▸ **TAREFA INDICADA A**: Por favor, substitua "water reflection" por "lake reflection" nas linhas da listagem, começando pela linha com "Reviewer note: check that each instance of the sky" e indo até o fim da listagem, sem mudar mais nada. Entregue apenas essas linhas.

▸ **DOCUMENTO DE ORIGEM**:
──────────────────────────────
Apesar do tarifaço impostos pelos Estados Unidos sobre produtos brasileiros, o setor portuário brasileiro está vivendo um ciclo raro de notícias positivas para a logística do agronegócio. Entre 2024 e 2025, o Ministério de Portos e Aeroportos consolidou um volume recorde de concessões e autorizações, somando quase R$ 300 bilhões de reais. Esse esforço se reflete diretamente na movimentação de cargas: a expectativa oficial é ultrapassar a marca de 1,3 bilhão de toneladas movimentadas em 2025, com crescimento de cerca de 4% no volume nacional em outubro e alta de 14% no Porto do Rio de Janeiro em novembro.
Para o produtor rural, esses números significam, na prática, mais capacidade para escoar grãos, carnes, açúcar, celulose e outros produtos do campo, num momento em que o frete e a competição internacional pesam cada vez mais na rentabilidade.
──────────────────────────────
▸ **LINHAS DE ENTRADA**:
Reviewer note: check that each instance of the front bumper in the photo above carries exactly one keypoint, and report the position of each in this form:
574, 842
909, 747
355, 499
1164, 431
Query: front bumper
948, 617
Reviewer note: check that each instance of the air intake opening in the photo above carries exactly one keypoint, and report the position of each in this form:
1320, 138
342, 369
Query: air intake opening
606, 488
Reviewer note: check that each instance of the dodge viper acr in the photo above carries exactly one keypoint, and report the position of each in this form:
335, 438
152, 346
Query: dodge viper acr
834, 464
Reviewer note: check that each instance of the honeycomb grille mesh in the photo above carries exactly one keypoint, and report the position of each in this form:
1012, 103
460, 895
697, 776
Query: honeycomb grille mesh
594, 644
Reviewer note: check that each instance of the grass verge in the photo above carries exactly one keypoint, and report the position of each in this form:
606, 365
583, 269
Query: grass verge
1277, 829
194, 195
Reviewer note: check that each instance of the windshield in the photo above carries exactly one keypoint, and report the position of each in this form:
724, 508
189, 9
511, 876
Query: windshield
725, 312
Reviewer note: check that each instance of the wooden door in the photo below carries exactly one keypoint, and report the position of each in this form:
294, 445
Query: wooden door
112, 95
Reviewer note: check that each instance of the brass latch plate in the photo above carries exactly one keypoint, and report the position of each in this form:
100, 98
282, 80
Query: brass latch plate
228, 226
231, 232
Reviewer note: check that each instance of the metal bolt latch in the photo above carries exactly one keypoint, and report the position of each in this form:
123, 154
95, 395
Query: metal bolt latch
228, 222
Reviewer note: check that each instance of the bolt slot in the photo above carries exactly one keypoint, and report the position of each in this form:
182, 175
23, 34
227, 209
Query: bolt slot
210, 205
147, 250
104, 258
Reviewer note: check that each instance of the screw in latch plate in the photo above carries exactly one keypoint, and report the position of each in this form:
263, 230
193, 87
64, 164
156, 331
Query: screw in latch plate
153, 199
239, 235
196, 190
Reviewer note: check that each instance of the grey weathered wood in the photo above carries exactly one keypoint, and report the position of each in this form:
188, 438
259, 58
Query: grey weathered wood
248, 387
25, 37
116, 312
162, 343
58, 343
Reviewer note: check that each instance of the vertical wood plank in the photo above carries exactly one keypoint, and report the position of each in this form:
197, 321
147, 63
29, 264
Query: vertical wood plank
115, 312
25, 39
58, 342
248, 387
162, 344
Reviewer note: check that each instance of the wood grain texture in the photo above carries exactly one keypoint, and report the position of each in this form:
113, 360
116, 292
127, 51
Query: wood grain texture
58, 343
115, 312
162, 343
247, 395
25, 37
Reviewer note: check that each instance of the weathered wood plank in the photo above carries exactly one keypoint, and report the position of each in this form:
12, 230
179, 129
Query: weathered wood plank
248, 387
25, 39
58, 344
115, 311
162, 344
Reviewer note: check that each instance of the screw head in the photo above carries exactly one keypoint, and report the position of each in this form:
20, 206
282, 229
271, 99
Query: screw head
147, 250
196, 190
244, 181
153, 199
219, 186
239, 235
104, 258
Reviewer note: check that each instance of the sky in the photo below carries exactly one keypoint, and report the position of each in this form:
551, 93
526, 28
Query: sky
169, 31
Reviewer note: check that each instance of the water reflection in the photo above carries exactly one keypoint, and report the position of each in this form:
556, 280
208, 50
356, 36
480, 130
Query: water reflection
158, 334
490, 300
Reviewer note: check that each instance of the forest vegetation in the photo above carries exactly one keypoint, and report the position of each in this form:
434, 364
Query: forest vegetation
──────────────────────────────
▸ **TAREFA INDICADA B**: Reproduza fielmente o trecho do texto sobre os portos brasileiros, começando em "Para o produtor" e indo até "mais na rentabilidade.".

▸ **RESPOSTA COMPLETA A**:
Reviewer note: check that each instance of the sky in the photo below carries exactly one keypoint, and report the position of each in this form:
551, 93
526, 28
Query: sky
169, 31
Reviewer note: check that each instance of the lake reflection in the photo above carries exactly one keypoint, and report the position of each in this form:
556, 280
208, 50
356, 36
480, 130
Query: lake reflection
158, 334
490, 300
Reviewer note: check that each instance of the forest vegetation in the photo above carries exactly one keypoint, and report the position of each in this form:
434, 364
Query: forest vegetation

▸ **RESPOSTA COMPLETA B**:
Para o produtor rural, esses números significam, na prática, mais capacidade para escoar grãos, carnes, açúcar, celulose e outros produtos do campo, num momento em que o frete e a competição internacional pesam cada vez mais na rentabilidade.